— AIM —
Collect every line of the data below that contains the string "covered".

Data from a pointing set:
━━━
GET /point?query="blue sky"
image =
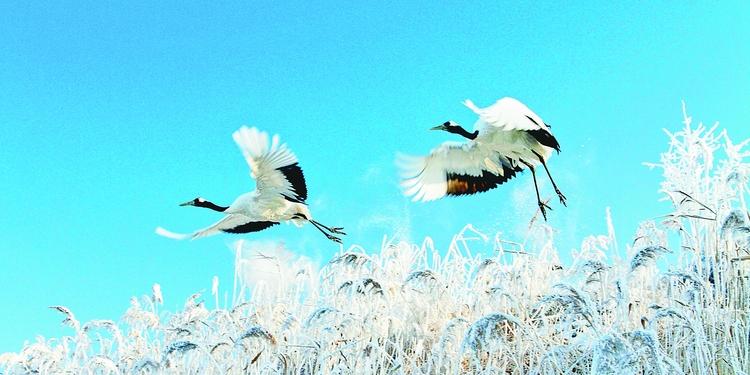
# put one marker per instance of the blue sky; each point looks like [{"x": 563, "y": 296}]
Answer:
[{"x": 113, "y": 114}]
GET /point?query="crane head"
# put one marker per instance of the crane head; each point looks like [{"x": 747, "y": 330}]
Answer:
[
  {"x": 195, "y": 202},
  {"x": 445, "y": 126}
]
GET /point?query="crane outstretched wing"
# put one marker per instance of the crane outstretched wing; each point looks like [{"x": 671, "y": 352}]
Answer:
[
  {"x": 453, "y": 169},
  {"x": 510, "y": 114},
  {"x": 274, "y": 168},
  {"x": 230, "y": 224}
]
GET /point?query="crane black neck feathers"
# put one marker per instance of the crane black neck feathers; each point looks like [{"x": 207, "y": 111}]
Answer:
[{"x": 210, "y": 205}]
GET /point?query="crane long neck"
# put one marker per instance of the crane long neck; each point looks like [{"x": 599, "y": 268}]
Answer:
[
  {"x": 212, "y": 206},
  {"x": 457, "y": 129}
]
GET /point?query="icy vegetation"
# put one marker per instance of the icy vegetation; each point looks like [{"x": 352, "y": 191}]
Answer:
[{"x": 676, "y": 302}]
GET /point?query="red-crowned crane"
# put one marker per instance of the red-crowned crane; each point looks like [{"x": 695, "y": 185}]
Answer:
[
  {"x": 279, "y": 196},
  {"x": 507, "y": 136}
]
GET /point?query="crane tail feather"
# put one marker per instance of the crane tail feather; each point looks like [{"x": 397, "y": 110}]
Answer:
[{"x": 175, "y": 236}]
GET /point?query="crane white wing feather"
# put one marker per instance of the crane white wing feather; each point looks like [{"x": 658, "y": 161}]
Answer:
[
  {"x": 507, "y": 114},
  {"x": 426, "y": 177},
  {"x": 265, "y": 162}
]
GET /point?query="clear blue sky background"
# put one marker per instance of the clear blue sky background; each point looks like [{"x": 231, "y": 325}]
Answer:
[{"x": 111, "y": 115}]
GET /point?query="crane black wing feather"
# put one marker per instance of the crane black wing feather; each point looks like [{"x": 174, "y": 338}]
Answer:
[
  {"x": 463, "y": 184},
  {"x": 253, "y": 226}
]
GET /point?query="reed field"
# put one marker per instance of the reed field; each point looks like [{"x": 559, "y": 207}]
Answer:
[{"x": 673, "y": 298}]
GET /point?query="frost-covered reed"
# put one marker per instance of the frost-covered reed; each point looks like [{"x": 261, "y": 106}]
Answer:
[{"x": 678, "y": 301}]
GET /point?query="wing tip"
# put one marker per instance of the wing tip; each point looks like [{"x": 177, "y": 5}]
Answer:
[{"x": 165, "y": 233}]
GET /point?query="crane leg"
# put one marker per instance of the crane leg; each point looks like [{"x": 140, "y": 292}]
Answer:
[
  {"x": 321, "y": 228},
  {"x": 559, "y": 193},
  {"x": 542, "y": 206}
]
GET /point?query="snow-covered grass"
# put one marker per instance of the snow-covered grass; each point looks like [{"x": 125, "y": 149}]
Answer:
[{"x": 409, "y": 309}]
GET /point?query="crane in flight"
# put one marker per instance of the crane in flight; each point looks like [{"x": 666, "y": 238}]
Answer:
[
  {"x": 279, "y": 195},
  {"x": 507, "y": 137}
]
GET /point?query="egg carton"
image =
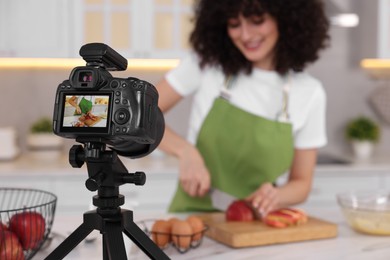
━━━
— SOLVED EXERCISE —
GET /point?query="frost-covered reed"
# put one marker per instance of the frost-covered reed; each point looks like [{"x": 261, "y": 106}]
GET /point?query="snow-covered grass"
# put one marker per instance of the snow-covered grass; each point looks like [{"x": 125, "y": 149}]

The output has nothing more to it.